Lyme Disease Prevention Month
Updated: May 21, 2020
Each year when the temperatures begin to indicate that winter has receded and spring is fully in swing, I check the closet for my supply of flea and tick prevention topical solution.
Depending on your individual situation, your routine may not mimic mine. And since vaccines are not available for every type of disease your pet could contract from a tick bite, it is important to take some type of action to prevent Lyme or other tick-related diseases or a flea infestation.
My vet advises that I keep my dog, Ginger, on a year-round schedule for flea and tick prevention. She cautioned me at our last annual exam that there is always a possibility if the temperatures get above freezing that a tick could become active and my little ninja dog could get a tick bite in her own backyard without some type of protection.
I fall on the spectrum between crazy dog lady and generally concerned pet parent. Yet, I know that Ginger has never, ever gotten a tick bite in our back yard. In her grandpa’s back yard in West Virginia, where people and pets alike fight off ticks with frequency, she has had them crawl on her.

[Records taken from a dataset]
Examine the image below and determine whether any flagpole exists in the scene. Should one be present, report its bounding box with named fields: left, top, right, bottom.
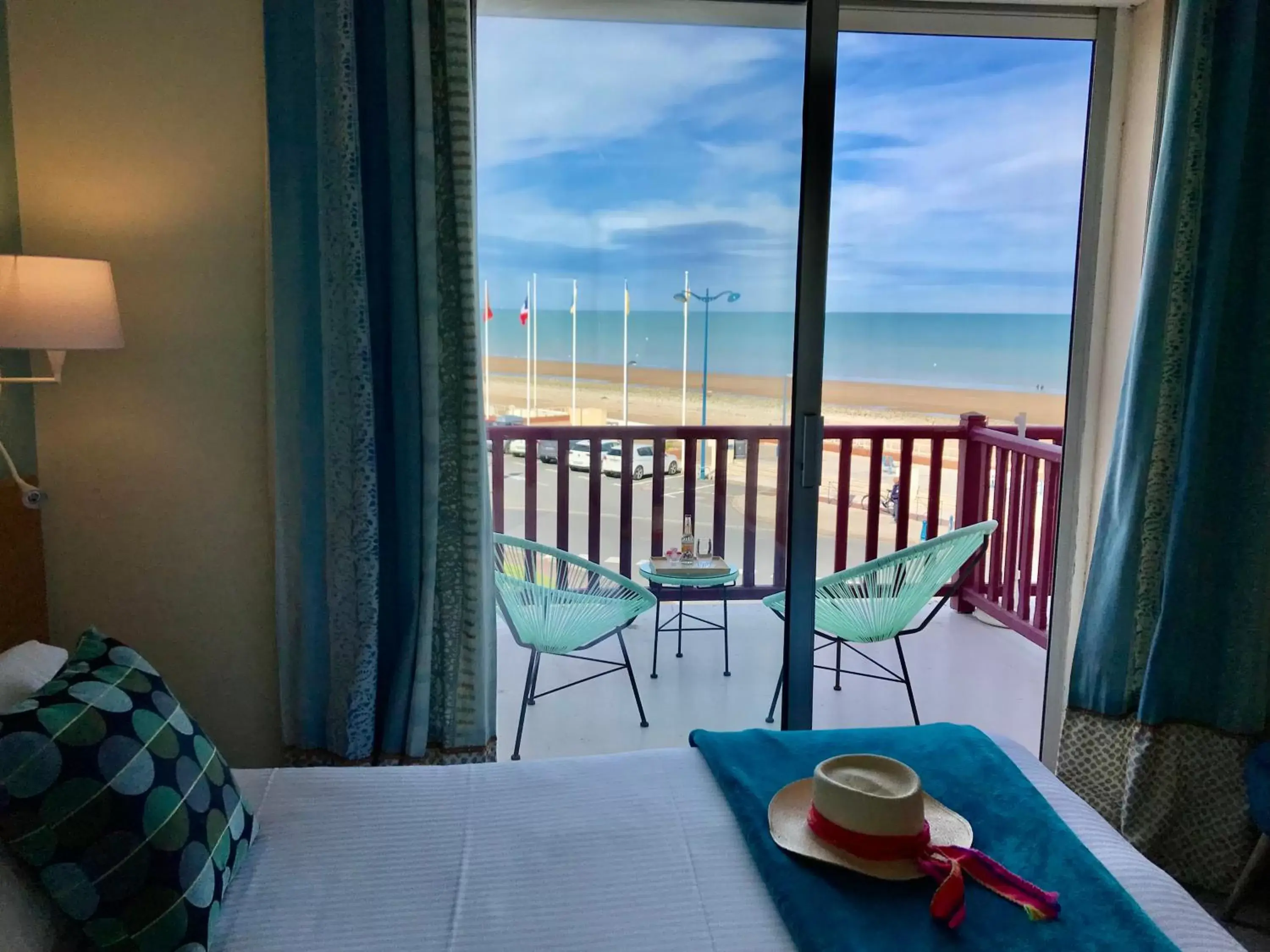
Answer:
left=530, top=272, right=538, bottom=410
left=622, top=281, right=631, bottom=426
left=569, top=278, right=578, bottom=423
left=525, top=275, right=533, bottom=418
left=679, top=272, right=691, bottom=426
left=480, top=281, right=493, bottom=416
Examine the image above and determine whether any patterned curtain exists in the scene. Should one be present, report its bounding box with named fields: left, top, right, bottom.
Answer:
left=1058, top=0, right=1270, bottom=890
left=264, top=0, right=495, bottom=763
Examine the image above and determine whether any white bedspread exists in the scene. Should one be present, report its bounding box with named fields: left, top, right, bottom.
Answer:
left=213, top=740, right=1240, bottom=952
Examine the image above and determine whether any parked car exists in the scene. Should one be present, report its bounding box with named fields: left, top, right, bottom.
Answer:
left=599, top=443, right=679, bottom=480
left=569, top=439, right=621, bottom=472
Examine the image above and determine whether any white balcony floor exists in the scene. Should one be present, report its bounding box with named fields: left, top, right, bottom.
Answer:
left=498, top=602, right=1045, bottom=760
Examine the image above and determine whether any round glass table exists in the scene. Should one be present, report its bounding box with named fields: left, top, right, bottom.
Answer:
left=639, top=559, right=739, bottom=678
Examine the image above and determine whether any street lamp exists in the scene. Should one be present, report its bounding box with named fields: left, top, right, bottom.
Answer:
left=674, top=288, right=740, bottom=480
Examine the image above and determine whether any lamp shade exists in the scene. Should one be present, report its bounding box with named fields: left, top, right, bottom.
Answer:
left=0, top=255, right=123, bottom=350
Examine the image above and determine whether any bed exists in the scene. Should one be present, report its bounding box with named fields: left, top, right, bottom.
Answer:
left=216, top=737, right=1241, bottom=952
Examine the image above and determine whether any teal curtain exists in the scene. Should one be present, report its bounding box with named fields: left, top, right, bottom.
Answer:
left=1059, top=0, right=1270, bottom=889
left=264, top=0, right=495, bottom=763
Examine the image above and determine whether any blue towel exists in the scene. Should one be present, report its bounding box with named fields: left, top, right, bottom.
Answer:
left=690, top=724, right=1176, bottom=952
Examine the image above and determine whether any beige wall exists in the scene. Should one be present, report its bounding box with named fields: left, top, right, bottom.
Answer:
left=9, top=0, right=279, bottom=765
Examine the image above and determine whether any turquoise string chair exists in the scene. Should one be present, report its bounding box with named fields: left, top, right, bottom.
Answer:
left=494, top=533, right=657, bottom=760
left=763, top=519, right=997, bottom=724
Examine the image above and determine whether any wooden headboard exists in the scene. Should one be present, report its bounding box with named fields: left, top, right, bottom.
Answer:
left=0, top=479, right=48, bottom=651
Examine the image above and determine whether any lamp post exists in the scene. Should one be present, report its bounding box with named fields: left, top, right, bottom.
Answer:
left=674, top=288, right=740, bottom=480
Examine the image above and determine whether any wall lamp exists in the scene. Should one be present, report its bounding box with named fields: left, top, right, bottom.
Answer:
left=0, top=255, right=123, bottom=509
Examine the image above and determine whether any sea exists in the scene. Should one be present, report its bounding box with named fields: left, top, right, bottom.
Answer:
left=489, top=314, right=1072, bottom=393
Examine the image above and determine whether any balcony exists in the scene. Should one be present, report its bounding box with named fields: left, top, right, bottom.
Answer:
left=489, top=415, right=1062, bottom=758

● EXERCISE: In the passage on Lyme disease prevention, what kind of schedule does the vet advise for Ginger's flea and tick prevention? These records have no connection to the passage on Lyme disease prevention.

● YOUR RESPONSE: A year-round schedule.